▶ **DATA PROVIDED**
--- --- ---
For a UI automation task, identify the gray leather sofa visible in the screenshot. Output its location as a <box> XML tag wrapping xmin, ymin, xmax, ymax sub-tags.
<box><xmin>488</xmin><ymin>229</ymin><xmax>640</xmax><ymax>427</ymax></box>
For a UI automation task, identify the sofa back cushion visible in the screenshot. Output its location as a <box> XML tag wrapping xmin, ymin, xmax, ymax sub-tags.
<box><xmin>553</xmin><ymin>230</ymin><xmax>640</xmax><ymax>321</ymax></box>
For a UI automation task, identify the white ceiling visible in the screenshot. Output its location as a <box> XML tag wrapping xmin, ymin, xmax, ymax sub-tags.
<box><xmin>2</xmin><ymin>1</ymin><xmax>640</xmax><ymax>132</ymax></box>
--- --- ---
▶ **GOAL OF THE EXERCISE**
Would you please repeat all the entries exactly as written?

▶ **WRITTEN REPLY**
For a UI automation task, identify the gray leather sofa visible in the screenshot. Output its location as a <box> XML tag wrapping xmin, ymin, xmax, ymax sub-tags.
<box><xmin>488</xmin><ymin>229</ymin><xmax>640</xmax><ymax>427</ymax></box>
For a UI automation task, identify the sofa back cushion visible in the screenshot. Output its location as a <box> XML tag wrapping xmin, ymin, xmax, ymax sub-tags.
<box><xmin>553</xmin><ymin>230</ymin><xmax>640</xmax><ymax>321</ymax></box>
For a UI automation task, identify the white ceiling visible in the screenshot. Output its location as a <box> XML tag wrapping xmin, ymin, xmax, ymax sub-tags.
<box><xmin>2</xmin><ymin>1</ymin><xmax>640</xmax><ymax>132</ymax></box>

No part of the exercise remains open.